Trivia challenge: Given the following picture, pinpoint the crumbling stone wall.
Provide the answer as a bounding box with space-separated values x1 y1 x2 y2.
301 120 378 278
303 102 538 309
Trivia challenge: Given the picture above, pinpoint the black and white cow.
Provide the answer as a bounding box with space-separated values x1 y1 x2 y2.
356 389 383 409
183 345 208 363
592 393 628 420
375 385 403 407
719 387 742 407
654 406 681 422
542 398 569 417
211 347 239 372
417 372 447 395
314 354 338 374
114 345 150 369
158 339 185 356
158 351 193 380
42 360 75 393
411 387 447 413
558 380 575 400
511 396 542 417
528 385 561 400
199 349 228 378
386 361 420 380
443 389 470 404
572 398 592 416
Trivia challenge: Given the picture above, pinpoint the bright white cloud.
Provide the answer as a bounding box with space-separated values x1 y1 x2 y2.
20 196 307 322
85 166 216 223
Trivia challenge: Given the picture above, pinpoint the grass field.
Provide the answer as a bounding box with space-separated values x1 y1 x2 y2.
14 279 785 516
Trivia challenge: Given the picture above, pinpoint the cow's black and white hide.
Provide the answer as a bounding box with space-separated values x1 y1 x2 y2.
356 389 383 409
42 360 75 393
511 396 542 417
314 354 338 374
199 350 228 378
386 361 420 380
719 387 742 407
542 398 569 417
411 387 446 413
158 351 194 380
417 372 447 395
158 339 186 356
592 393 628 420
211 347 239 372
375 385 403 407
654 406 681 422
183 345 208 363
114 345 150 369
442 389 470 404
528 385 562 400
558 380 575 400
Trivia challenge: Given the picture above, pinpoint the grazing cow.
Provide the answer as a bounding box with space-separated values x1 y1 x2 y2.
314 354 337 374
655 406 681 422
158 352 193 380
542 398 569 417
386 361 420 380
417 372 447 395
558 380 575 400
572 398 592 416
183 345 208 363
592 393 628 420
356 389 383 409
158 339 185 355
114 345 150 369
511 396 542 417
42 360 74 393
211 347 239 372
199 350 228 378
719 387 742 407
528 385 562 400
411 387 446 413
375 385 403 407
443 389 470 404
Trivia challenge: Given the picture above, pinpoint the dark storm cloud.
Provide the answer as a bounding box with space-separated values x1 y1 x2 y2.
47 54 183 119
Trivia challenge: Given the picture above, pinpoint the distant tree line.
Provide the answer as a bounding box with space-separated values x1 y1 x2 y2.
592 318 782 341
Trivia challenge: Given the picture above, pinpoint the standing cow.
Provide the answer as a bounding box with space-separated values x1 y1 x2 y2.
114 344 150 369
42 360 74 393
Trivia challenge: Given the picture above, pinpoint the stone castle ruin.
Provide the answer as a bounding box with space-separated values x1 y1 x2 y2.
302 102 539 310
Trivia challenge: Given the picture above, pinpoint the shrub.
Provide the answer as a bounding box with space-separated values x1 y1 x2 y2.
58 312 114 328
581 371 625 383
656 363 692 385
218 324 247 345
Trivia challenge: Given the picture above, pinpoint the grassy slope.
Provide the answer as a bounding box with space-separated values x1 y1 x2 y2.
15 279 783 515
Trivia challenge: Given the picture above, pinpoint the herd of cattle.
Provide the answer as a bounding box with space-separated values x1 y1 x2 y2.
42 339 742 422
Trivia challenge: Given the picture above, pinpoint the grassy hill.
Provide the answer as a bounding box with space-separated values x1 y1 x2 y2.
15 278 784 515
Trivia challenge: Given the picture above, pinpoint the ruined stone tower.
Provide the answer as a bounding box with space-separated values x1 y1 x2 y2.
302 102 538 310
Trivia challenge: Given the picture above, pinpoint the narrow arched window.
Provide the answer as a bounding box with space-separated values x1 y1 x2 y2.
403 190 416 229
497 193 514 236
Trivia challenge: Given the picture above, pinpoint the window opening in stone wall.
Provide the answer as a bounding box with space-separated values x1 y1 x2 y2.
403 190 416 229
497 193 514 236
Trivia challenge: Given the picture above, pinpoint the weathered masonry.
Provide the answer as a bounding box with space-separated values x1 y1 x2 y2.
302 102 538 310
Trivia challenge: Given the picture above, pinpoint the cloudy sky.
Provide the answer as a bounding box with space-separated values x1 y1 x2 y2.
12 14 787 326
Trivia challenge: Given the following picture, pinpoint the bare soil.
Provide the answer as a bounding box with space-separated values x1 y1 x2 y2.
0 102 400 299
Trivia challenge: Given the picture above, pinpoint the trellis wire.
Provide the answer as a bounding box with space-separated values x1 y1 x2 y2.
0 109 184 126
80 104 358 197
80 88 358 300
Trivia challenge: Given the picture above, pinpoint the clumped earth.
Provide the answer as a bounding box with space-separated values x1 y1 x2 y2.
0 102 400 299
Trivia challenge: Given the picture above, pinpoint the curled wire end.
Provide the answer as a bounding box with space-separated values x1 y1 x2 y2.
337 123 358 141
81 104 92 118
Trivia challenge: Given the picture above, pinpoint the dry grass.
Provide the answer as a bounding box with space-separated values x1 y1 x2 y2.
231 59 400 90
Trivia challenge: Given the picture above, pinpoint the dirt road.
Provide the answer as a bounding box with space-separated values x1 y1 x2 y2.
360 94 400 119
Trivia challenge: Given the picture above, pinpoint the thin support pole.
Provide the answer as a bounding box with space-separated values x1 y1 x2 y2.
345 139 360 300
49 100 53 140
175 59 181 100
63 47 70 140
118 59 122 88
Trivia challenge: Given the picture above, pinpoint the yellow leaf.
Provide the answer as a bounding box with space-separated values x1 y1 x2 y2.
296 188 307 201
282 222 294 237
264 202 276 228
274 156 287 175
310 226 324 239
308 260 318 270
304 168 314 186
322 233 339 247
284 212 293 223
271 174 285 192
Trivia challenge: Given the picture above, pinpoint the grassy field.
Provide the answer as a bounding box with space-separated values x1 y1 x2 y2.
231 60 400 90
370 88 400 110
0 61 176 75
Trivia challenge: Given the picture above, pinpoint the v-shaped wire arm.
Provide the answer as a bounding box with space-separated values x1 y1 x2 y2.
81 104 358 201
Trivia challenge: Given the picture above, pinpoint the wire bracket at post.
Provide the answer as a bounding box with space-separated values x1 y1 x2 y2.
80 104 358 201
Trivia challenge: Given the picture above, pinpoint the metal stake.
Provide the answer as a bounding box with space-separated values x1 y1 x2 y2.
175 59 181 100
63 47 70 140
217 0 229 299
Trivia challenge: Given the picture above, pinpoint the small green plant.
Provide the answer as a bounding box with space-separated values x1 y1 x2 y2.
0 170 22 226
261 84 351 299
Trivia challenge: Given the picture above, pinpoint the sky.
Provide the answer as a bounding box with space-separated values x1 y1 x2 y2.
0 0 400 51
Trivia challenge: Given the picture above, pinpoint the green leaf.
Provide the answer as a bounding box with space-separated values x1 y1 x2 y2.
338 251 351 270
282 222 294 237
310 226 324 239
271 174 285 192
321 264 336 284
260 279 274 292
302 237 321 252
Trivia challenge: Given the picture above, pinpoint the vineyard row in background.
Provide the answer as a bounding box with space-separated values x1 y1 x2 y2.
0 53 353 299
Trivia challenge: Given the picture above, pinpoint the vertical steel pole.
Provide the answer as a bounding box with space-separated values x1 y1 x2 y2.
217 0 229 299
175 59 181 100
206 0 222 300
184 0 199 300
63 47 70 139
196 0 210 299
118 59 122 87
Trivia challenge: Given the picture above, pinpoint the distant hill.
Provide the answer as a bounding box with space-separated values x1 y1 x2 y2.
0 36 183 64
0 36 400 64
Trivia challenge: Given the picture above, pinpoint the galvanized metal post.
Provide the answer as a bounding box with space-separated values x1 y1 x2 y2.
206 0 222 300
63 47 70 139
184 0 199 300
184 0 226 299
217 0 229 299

============

Aim of the exercise — Copy all of the rows above word for word, changing nothing.

Reply to the exercise —
Trivia challenge: Given the following picture, pinpoint the crumbling stone wall.
Provide the answer as a bounding box with space-separated values x1 y1 x2 y2.
301 120 378 278
303 102 538 309
Trivia challenge: Given the picture above, pinpoint the black and white cow.
Provide the answer as a bounding box with space-separated values x1 y1 x2 y2.
356 389 383 409
183 345 208 363
592 393 628 420
375 385 403 407
719 387 742 407
654 406 681 422
542 398 569 417
211 347 239 372
417 372 447 395
314 354 338 374
114 345 150 369
158 339 185 356
158 351 193 380
42 360 75 393
411 387 447 413
558 380 575 400
511 396 542 417
528 385 561 400
199 349 228 378
386 361 420 380
443 389 470 404
572 398 592 416
Trivia challenge: Given the picture above, pinpoint the bright white cloud.
Provide the answer as a bounding box with space-separated values x1 y1 x2 y2.
20 196 307 322
85 166 216 223
Trivia challenge: Given the picture above, pinpoint the grass field.
Provide the answer as a bounding box with space-separated values x1 y1 x2 y2.
14 279 785 516
Trivia challenge: Given the picture above, pinpoint the cow's black and white hide.
Provide the answer as a bounding box with space-separated values x1 y1 x2 y2.
356 389 383 409
42 360 75 393
511 396 542 417
314 354 338 374
199 350 228 378
386 361 420 380
719 387 742 407
542 398 569 417
411 387 446 413
158 351 194 380
417 372 447 395
158 339 186 356
592 393 628 420
211 347 239 372
375 385 403 407
654 406 681 422
183 345 208 363
114 345 150 369
442 389 470 404
528 385 562 400
558 380 575 400
Trivia challenge: Given the picture above, pinpoint the grazing cow.
Provide the answer as a bounding box with space-separated values x1 y1 x2 y2.
314 354 337 374
655 406 681 422
158 352 193 380
542 398 569 417
386 361 420 380
417 372 447 395
558 380 575 400
572 398 592 416
183 345 208 363
592 393 628 420
356 389 383 409
158 339 185 355
114 345 150 369
511 396 542 417
42 360 74 393
211 347 239 372
199 350 228 378
719 387 742 407
528 385 562 400
411 387 446 413
375 385 403 407
443 389 470 404
Trivia challenge: Given the picture above, pinpoint the dark storm cloud.
Provide the answer as a bounding box with space-separated values x1 y1 x2 y2.
47 54 183 119
Trivia challenge: Given the picture above, pinpoint the distant tree line.
Provide the answer as a bounding box with space-separated values x1 y1 x2 y2.
592 318 782 341
Trivia challenge: Given the picture above, pinpoint the standing cow.
Provide the answer as a bounding box with space-separated values x1 y1 x2 y2.
114 344 150 369
42 360 74 393
Trivia challenge: Given the picture above, pinpoint the stone castle ruin.
Provide the answer as a bounding box with space-separated values x1 y1 x2 y2.
302 102 539 310
Trivia challenge: Given the picture above, pinpoint the shrub.
Provide the answer as a bounding box with space-separated values x1 y1 x2 y2.
58 312 114 328
581 371 625 383
656 363 692 385
218 324 247 345
Trivia challenge: Given the picture above, pinpoint the grassy slope.
Provide the answer as a bounding box with space-separated values x1 y1 x2 y2.
15 279 783 515
Trivia challenge: Given the picture above, pinpoint the herd of cattle.
Provide the answer as a bounding box with space-separated values x1 y1 x2 y2.
42 339 742 422
Trivia challenge: Given the picture above, pinpoint the grassy hill.
Provide the answer as a bounding box with space-separated values x1 y1 x2 y2.
15 278 784 515
Trivia challenge: Given the picture above, pinpoint the ruined stone tower.
Provide the answer as a bounding box with space-separated values x1 y1 x2 y2.
302 102 538 310
Trivia challenge: Given the picture above, pinpoint the narrow arched window.
Provide the answer as a bounding box with space-separated values x1 y1 x2 y2.
403 190 416 229
497 193 514 236
Trivia challenge: Given the picture above, pinpoint the window opening in stone wall.
Provide the answer as a bounding box with space-separated values x1 y1 x2 y2.
403 190 416 229
497 193 514 236
Trivia challenge: Given the picture above, pinpoint the weathered masonry.
Provide the answer as a bounding box with space-separated values x1 y1 x2 y2.
302 102 538 310
Trivia challenge: Given the picture above, pinpoint the cloudy sky.
Provide the answer as a bounding box with space-separated values x1 y1 x2 y2.
12 14 787 326
Trivia challenge: Given the following picture, pinpoint the bare soil.
Provide the answer as a bounding box with space-separated values x1 y1 x2 y2.
0 102 400 299
Trivia challenge: Given the picture above, pinpoint the trellis wire.
Provide the answer as a bounding box with space-separated values x1 y1 x2 y2.
0 109 184 126
80 104 358 197
80 88 358 300
Trivia challenge: Given the picture above, pinpoint the clumped earth.
Provide the answer as a bounding box with space-separated values x1 y1 x2 y2.
0 102 400 299
Trivia challenge: Given the picture above, pinpoint the curled wire end.
Provide the answer as a bounding box with space-separated values x1 y1 x2 y2.
337 123 358 141
81 104 92 118
Trivia challenge: Given the picture above, pinpoint the dry grass.
Provide the answer as a bounding box with space-separated values x1 y1 x2 y2.
231 59 400 90
Trivia challenge: Given the picture above, pinpoint the dirt road.
Provide the answer as a bounding box with space-separated values x1 y1 x2 y2.
360 94 400 119
Trivia challenge: Given the picture above, pinpoint the thin support pole.
Provide the answer as a bounding box with space-separated values x1 y1 x2 y2.
345 139 360 300
49 100 53 140
175 59 181 100
63 47 70 140
118 59 122 88
Trivia challenge: Given the picture above, pinpoint the yellow leaf.
Provide the answer as a bounding box with space-separated values x1 y1 x2 y2.
296 188 307 201
282 222 294 237
264 202 276 228
274 156 287 175
310 226 324 239
308 260 318 270
304 168 314 186
322 233 339 247
284 212 293 223
271 174 285 192
Trivia challenge: Given the picture above, pinpoint the grassy field.
Provide the answer as a bounding box with space-separated values x1 y1 x2 y2.
231 60 400 90
370 88 400 110
0 61 176 75
Trivia challenge: Given the picture above, pinpoint the v-shaped wire arm.
Provide the answer as a bounding box with space-separated values x1 y1 x2 y2.
81 104 358 201
Trivia challenge: Given the picture above, pinpoint the wire bracket at post.
Provide the answer as a bounding box with space-separated values x1 y1 x2 y2.
80 104 358 201
Trivia challenge: Given the picture above, pinpoint the metal stake.
Provide the answer as a bounding box with space-separated values x1 y1 x2 y2.
175 59 181 100
63 47 70 140
217 0 229 299
Trivia challenge: Given the picture above, pinpoint the small green plant.
Provide the answer as a bounding box with space-separated values x1 y1 x2 y2.
0 170 22 226
261 84 351 299
Trivia challenge: Given the picture above, pinpoint the sky.
Provide the answer as a bounding box with space-separated values x1 y1 x2 y2.
0 0 400 51
Trivia challenge: Given the picture above, pinpoint the green leaf.
Provide the answer as a bounding box with space-separated values x1 y1 x2 y2.
338 251 351 270
282 222 294 237
310 226 324 239
271 174 285 192
321 264 336 284
260 279 274 292
302 237 321 252
Trivia challenge: Given the picture above, pinpoint the vineyard row in background.
Provide the answer as a bounding box with space-separated values x1 y1 x2 y2.
0 53 353 299
Trivia challenge: Given the picture above, pinpoint the vertical steel pole.
Provide the answer as a bounding box with space-separated values x1 y1 x2 y2.
217 0 229 299
175 59 181 100
206 0 222 300
184 0 199 300
63 47 70 139
196 0 210 299
118 59 122 87
Trivia challenge: Given the picture above, pinpoint the distant hill.
Provide the answer as a bounding box with space-separated values x1 y1 x2 y2.
0 36 183 64
0 36 400 64
Trivia challenge: Given the picture above, pinpoint the galvanized metal post.
Provide the answer as a bounding box with space-separated values x1 y1 x2 y2.
206 0 222 300
63 47 70 139
184 0 199 300
184 0 226 299
217 0 229 299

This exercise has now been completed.